Contour annotation records
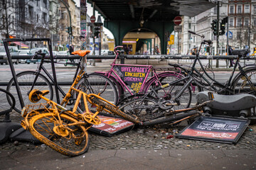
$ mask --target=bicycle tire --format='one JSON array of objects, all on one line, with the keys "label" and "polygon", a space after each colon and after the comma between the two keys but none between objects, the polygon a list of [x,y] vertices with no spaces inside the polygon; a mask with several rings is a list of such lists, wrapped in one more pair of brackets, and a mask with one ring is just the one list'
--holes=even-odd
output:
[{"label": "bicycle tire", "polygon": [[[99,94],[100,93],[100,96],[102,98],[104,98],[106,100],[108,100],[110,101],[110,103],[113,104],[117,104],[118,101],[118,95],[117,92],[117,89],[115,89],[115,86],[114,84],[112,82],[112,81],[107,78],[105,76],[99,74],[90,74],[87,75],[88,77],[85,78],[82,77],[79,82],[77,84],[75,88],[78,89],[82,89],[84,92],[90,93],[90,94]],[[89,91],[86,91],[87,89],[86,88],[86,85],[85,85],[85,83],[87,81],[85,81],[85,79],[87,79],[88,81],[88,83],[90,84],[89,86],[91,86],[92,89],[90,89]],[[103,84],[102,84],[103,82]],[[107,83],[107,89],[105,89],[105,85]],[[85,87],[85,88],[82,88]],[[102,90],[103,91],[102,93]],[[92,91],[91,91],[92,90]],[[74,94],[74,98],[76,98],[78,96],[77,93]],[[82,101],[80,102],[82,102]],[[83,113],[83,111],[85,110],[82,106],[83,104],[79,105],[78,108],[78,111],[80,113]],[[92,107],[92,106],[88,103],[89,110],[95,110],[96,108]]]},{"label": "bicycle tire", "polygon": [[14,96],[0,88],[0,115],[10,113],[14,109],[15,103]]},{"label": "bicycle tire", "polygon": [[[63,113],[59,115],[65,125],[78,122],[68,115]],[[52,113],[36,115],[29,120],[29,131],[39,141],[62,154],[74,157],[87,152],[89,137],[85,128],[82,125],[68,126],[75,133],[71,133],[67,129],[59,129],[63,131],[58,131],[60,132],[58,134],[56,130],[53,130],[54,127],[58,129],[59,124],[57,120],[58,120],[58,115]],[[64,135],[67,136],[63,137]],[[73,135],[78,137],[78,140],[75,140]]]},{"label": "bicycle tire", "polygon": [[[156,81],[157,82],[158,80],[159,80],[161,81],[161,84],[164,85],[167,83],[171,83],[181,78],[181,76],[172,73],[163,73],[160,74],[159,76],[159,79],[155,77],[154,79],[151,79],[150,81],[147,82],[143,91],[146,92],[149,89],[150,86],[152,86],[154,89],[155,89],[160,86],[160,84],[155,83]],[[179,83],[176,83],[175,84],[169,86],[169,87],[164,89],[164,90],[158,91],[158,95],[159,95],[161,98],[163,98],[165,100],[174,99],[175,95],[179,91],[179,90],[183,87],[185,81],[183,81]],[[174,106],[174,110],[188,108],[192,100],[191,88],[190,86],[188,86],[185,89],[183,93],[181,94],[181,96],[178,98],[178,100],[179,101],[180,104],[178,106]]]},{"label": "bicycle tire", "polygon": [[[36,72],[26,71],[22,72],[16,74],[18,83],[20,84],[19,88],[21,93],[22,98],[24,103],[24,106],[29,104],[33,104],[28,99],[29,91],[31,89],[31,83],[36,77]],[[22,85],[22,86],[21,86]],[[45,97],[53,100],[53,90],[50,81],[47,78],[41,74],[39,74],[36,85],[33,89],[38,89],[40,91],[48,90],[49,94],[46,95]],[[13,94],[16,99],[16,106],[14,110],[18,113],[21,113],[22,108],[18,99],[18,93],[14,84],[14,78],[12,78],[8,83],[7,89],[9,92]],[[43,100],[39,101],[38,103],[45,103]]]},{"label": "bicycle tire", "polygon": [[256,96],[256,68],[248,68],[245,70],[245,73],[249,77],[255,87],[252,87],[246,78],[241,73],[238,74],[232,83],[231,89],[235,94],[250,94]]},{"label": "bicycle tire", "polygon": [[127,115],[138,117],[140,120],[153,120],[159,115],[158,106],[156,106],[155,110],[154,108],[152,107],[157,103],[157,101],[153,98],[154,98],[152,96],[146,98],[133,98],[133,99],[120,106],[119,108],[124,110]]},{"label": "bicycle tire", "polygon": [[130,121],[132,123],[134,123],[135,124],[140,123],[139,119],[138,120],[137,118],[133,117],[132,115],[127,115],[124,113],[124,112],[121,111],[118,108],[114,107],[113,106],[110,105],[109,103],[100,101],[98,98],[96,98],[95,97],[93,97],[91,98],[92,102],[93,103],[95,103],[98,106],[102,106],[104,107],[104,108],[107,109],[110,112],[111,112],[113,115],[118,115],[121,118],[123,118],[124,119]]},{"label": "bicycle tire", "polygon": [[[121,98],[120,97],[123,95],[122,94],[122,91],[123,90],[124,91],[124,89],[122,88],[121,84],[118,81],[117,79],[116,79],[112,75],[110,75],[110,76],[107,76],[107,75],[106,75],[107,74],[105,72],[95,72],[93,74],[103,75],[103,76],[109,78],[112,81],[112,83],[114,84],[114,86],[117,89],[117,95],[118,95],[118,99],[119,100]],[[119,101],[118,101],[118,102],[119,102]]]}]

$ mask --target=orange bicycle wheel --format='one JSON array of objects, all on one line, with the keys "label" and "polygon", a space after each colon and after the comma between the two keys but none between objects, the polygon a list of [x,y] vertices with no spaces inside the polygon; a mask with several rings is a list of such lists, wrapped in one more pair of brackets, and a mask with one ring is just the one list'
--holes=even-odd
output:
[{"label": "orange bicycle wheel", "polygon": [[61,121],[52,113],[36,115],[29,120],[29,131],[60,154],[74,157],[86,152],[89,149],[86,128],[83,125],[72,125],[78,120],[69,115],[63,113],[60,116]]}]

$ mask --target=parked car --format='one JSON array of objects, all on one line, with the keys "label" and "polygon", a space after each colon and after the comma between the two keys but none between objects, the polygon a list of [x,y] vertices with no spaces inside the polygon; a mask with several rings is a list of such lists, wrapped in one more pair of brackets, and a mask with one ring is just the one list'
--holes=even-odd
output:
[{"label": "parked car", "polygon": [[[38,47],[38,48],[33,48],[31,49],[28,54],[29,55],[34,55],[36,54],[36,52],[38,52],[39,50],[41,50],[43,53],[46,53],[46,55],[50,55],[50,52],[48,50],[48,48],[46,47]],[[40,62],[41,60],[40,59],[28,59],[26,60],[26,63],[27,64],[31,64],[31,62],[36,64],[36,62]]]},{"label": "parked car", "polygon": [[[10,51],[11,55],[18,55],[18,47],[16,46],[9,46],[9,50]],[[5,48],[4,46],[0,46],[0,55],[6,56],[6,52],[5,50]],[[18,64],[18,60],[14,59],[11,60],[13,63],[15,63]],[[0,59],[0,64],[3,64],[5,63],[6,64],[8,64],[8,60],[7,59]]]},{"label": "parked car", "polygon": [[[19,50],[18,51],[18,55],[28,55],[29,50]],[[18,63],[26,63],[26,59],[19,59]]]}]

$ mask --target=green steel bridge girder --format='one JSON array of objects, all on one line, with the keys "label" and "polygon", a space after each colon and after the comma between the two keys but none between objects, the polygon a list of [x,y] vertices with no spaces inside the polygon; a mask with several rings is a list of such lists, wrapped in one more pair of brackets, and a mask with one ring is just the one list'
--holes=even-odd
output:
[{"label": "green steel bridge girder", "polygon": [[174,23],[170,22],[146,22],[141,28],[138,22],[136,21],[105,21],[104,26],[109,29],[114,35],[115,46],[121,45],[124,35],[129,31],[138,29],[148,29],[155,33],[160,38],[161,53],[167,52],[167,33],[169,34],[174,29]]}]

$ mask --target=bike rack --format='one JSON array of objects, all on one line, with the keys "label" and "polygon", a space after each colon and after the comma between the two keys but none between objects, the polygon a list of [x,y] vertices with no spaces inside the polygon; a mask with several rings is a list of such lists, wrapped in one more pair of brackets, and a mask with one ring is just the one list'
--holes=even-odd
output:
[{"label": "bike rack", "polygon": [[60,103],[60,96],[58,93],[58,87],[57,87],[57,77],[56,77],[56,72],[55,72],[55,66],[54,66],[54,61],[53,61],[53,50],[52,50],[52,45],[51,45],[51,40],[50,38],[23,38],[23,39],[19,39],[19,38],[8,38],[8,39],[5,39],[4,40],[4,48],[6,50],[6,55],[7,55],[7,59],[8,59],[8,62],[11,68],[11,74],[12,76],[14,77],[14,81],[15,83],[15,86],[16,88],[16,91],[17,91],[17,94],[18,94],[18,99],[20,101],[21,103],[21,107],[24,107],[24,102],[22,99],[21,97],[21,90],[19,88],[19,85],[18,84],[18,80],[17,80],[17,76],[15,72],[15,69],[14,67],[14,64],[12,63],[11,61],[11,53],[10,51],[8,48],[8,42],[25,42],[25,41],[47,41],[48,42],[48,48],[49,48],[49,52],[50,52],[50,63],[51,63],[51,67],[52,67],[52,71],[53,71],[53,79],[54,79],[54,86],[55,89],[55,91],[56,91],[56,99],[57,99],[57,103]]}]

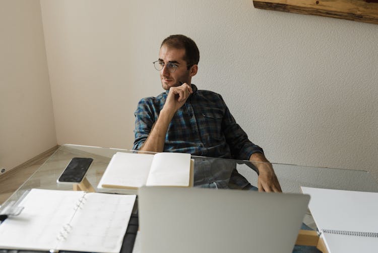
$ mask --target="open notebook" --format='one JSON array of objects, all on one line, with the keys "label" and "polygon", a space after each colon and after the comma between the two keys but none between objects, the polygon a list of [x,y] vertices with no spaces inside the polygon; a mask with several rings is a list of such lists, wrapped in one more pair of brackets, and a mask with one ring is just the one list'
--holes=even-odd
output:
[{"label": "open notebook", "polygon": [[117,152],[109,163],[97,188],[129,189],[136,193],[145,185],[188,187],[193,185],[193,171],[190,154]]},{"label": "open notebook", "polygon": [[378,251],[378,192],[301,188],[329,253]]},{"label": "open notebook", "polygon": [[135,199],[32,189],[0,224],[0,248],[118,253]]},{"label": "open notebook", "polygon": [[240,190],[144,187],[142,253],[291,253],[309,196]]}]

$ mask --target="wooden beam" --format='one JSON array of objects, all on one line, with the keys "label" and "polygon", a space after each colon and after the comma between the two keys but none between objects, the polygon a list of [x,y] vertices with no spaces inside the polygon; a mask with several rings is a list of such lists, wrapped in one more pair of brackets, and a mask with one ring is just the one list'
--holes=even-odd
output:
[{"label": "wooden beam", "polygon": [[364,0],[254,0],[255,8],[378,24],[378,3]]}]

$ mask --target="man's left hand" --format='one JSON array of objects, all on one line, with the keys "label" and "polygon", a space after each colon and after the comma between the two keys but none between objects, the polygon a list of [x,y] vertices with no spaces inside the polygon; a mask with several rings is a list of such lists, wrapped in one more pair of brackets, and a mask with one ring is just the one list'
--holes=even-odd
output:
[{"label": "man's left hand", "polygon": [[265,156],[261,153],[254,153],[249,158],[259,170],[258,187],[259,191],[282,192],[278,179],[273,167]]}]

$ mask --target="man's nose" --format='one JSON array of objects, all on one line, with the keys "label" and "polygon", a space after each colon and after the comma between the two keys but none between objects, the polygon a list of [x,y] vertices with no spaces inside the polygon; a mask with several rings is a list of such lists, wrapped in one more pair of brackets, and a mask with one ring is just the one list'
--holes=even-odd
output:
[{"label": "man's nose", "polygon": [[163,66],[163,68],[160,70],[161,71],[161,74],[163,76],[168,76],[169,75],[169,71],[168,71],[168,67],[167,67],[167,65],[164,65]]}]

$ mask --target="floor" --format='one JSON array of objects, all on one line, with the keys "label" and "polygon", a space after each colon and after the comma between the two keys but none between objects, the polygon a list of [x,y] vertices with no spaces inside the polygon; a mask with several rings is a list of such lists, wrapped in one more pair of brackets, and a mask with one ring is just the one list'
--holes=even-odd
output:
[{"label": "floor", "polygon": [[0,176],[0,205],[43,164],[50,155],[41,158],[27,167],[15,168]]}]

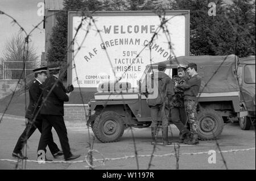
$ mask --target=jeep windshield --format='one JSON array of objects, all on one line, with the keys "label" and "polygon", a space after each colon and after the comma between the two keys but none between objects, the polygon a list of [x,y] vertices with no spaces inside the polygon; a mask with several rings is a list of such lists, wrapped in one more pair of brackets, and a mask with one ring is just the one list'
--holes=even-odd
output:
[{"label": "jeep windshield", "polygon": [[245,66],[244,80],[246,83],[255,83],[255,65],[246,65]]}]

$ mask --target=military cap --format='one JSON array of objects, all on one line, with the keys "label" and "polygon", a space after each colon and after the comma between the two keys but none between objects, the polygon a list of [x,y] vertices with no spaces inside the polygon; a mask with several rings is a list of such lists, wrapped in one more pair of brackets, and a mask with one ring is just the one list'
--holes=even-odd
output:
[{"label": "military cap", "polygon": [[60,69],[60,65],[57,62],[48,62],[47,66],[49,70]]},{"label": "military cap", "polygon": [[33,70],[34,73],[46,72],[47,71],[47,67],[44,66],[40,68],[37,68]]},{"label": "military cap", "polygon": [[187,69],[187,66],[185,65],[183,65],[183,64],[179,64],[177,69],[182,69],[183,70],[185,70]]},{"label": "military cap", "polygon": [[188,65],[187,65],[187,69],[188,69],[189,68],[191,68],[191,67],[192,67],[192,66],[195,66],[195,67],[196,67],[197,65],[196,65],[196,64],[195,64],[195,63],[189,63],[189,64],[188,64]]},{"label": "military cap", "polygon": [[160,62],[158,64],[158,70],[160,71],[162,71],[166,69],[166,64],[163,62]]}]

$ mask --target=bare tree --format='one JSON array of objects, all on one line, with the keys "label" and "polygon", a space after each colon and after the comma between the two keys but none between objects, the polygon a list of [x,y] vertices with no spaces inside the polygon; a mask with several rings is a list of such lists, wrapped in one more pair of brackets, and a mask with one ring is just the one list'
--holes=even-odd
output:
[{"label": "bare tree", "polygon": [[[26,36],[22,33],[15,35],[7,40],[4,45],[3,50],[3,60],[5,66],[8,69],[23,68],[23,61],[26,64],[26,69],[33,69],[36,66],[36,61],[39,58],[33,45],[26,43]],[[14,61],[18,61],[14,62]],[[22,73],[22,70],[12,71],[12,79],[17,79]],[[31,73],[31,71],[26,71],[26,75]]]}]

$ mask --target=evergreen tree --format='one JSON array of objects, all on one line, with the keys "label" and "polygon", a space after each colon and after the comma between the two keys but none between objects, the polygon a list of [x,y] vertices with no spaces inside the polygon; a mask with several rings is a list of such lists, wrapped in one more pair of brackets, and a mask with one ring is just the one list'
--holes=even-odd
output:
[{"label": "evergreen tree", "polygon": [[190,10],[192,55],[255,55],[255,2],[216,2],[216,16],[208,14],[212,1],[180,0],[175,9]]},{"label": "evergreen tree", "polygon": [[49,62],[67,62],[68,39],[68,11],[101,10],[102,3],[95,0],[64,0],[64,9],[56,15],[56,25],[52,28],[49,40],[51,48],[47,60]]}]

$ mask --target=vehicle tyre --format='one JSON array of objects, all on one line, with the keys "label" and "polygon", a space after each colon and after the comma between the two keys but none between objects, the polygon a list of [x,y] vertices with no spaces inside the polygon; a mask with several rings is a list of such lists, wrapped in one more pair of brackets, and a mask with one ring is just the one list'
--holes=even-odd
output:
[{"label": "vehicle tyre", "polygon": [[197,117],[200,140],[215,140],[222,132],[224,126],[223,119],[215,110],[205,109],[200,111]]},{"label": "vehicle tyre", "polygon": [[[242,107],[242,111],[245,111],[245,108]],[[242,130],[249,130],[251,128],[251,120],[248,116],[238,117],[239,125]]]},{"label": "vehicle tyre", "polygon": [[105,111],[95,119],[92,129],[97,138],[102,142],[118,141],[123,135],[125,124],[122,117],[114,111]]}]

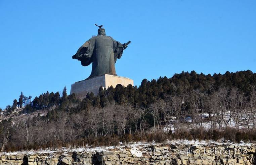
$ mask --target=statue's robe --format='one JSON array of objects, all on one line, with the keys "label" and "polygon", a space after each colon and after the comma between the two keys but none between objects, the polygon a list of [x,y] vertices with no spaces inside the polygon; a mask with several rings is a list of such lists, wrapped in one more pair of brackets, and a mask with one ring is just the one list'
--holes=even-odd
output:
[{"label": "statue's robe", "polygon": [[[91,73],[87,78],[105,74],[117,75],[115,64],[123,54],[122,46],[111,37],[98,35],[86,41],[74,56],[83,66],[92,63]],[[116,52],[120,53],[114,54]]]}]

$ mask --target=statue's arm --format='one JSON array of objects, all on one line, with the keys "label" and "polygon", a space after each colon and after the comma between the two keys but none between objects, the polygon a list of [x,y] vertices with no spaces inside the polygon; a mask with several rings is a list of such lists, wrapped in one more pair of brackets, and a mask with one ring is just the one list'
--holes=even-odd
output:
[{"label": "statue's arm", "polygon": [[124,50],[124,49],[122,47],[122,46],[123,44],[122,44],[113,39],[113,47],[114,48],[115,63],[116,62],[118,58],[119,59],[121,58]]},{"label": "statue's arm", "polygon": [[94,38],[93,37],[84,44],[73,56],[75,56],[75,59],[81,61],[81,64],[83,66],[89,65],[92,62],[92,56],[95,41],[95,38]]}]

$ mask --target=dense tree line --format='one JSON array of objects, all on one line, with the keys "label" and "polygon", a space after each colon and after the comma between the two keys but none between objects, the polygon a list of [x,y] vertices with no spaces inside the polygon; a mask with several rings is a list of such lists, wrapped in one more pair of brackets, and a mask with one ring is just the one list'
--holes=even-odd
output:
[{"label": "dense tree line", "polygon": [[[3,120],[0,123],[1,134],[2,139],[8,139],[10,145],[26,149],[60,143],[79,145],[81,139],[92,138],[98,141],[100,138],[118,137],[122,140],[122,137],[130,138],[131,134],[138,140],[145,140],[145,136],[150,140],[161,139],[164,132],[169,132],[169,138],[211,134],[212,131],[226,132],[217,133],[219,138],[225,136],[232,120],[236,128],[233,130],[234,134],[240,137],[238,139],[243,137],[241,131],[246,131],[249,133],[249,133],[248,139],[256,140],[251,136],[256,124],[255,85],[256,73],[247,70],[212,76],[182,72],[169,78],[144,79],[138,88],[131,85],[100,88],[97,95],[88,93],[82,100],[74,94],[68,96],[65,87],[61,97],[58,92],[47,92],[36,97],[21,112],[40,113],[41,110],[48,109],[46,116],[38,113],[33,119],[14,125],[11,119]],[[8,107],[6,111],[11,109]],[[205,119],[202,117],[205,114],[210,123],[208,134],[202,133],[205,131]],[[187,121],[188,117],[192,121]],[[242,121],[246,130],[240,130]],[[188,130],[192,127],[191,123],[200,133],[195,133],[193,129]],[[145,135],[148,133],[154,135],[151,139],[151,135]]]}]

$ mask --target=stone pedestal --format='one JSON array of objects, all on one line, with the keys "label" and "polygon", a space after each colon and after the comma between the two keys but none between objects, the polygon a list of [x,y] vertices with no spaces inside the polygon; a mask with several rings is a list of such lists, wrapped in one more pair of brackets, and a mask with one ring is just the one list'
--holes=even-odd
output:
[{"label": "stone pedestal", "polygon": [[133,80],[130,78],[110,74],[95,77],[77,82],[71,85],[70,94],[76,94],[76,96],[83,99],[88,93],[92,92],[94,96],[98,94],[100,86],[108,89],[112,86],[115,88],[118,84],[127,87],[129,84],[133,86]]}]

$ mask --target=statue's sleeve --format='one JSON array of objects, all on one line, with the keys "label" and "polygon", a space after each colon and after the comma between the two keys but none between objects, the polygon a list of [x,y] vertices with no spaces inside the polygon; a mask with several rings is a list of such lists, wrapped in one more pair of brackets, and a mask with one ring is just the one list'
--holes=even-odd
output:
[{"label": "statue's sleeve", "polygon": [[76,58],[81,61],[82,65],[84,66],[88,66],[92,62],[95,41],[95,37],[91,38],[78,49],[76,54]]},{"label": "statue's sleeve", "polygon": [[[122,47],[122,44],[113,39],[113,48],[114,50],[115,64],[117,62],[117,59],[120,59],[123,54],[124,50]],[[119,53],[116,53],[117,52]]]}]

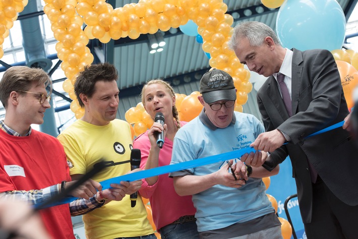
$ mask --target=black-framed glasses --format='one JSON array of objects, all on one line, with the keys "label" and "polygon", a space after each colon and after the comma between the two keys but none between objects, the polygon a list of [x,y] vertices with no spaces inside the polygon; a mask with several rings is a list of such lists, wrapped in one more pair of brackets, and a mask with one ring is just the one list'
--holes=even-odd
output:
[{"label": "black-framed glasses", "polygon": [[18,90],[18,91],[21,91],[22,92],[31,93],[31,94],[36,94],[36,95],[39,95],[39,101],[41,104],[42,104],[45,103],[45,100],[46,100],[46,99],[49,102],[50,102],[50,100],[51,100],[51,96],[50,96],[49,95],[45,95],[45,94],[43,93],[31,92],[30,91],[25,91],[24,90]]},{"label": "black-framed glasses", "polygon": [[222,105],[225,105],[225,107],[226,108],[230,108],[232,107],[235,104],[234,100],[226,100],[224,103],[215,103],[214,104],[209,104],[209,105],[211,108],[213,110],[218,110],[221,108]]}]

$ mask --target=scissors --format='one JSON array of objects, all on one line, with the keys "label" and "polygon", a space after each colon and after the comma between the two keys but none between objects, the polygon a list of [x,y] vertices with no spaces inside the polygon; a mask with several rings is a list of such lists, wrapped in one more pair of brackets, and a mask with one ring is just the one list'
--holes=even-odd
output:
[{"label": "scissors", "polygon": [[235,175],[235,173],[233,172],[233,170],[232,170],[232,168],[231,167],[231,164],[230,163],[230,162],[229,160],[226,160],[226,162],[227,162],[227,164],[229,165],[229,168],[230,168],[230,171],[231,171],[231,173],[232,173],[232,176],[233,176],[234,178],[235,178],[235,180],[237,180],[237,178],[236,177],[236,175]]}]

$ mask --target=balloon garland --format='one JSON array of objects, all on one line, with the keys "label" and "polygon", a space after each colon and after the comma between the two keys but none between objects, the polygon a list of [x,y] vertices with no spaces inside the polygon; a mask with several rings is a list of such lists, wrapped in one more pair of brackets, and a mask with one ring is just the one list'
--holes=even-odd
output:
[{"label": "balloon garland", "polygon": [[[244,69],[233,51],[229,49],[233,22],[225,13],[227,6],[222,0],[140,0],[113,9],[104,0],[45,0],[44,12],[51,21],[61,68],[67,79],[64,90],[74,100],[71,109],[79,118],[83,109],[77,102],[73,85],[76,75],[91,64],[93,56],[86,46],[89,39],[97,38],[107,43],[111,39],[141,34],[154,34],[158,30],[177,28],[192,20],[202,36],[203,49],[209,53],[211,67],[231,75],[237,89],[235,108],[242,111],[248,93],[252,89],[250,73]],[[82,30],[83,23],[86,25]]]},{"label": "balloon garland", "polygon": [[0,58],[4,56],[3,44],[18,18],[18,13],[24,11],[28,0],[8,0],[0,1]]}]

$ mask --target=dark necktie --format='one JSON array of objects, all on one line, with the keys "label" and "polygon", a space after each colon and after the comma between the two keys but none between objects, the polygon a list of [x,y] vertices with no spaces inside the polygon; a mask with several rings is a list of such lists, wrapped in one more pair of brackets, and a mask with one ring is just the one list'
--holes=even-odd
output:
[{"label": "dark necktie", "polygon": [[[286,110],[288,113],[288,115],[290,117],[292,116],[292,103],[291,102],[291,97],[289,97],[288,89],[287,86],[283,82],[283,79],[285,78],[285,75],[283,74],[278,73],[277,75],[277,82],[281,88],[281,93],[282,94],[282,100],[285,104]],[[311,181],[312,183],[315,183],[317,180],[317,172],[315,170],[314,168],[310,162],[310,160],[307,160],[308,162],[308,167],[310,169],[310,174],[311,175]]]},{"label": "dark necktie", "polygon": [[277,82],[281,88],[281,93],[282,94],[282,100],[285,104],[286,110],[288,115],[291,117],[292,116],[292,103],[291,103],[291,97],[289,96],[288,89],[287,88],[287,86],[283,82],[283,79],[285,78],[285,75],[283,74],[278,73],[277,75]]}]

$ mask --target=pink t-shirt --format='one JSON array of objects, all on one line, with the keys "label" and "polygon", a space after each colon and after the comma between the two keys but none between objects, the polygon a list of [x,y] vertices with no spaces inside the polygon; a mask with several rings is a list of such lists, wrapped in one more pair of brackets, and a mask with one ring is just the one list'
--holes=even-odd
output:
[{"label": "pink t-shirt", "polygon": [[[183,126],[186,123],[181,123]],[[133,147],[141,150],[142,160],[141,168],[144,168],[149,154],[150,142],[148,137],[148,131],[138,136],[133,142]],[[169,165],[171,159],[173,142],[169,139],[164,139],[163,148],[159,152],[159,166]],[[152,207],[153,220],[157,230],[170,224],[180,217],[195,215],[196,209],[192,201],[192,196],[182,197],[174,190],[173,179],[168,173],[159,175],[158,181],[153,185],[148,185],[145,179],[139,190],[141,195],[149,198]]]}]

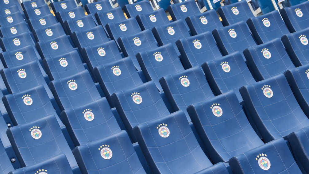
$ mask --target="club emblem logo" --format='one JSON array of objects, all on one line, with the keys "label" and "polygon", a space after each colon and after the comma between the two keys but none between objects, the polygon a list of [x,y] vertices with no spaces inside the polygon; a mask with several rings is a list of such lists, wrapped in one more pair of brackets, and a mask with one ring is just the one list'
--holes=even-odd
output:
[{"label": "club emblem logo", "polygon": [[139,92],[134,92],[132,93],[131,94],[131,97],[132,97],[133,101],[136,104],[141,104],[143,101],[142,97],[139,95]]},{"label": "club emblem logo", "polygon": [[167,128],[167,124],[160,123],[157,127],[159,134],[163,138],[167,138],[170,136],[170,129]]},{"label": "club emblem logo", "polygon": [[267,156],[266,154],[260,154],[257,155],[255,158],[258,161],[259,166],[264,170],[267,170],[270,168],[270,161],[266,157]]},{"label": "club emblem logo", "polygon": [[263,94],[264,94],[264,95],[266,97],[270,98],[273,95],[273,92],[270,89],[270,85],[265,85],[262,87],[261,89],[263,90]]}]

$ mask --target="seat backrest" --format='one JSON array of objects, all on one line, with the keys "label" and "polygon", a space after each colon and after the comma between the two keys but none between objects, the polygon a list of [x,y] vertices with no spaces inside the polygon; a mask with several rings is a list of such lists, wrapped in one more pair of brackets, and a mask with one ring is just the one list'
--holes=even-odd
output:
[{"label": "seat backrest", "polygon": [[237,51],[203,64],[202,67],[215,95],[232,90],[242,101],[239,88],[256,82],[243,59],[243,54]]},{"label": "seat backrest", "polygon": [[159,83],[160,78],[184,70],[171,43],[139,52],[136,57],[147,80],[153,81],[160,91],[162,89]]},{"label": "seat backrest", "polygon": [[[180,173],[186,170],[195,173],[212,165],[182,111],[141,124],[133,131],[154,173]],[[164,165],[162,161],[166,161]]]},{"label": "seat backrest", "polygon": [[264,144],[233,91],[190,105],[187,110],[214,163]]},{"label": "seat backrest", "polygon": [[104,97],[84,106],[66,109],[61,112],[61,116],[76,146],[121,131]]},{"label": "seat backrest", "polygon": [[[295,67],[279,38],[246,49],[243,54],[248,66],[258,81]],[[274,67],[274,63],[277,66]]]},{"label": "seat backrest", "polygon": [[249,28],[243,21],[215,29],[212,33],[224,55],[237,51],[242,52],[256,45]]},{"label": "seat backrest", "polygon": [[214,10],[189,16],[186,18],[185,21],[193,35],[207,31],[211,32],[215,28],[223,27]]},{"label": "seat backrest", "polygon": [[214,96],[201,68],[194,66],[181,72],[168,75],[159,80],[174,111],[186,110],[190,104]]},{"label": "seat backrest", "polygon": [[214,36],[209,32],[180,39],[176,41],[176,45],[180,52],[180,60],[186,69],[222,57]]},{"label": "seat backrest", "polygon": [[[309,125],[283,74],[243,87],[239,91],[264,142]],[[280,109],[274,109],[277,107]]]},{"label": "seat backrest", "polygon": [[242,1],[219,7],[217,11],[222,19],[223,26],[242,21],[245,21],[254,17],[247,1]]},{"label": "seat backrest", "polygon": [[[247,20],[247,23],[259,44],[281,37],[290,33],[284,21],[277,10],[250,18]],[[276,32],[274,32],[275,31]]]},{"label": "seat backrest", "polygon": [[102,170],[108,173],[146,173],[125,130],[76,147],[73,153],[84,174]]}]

### What to do:
Pick out and copy every line of the items above that contains the word "windshield". Treat uppercase and lowercase as different.

### Task answer:
$ mask --target=jeep windshield --format='one JSON array of objects, all on one line, with the keys "label" and "polygon", a space after each colon and after the comma between the two keys but none between objects, the polygon a list of [x,y] vertices with no spaces inside the polygon; a mask with several rings is a list of such lists, wrapped in one more pair of brackets, and a mask with one ring is just the one list'
[{"label": "jeep windshield", "polygon": [[245,66],[244,80],[246,83],[255,83],[255,65],[246,65]]}]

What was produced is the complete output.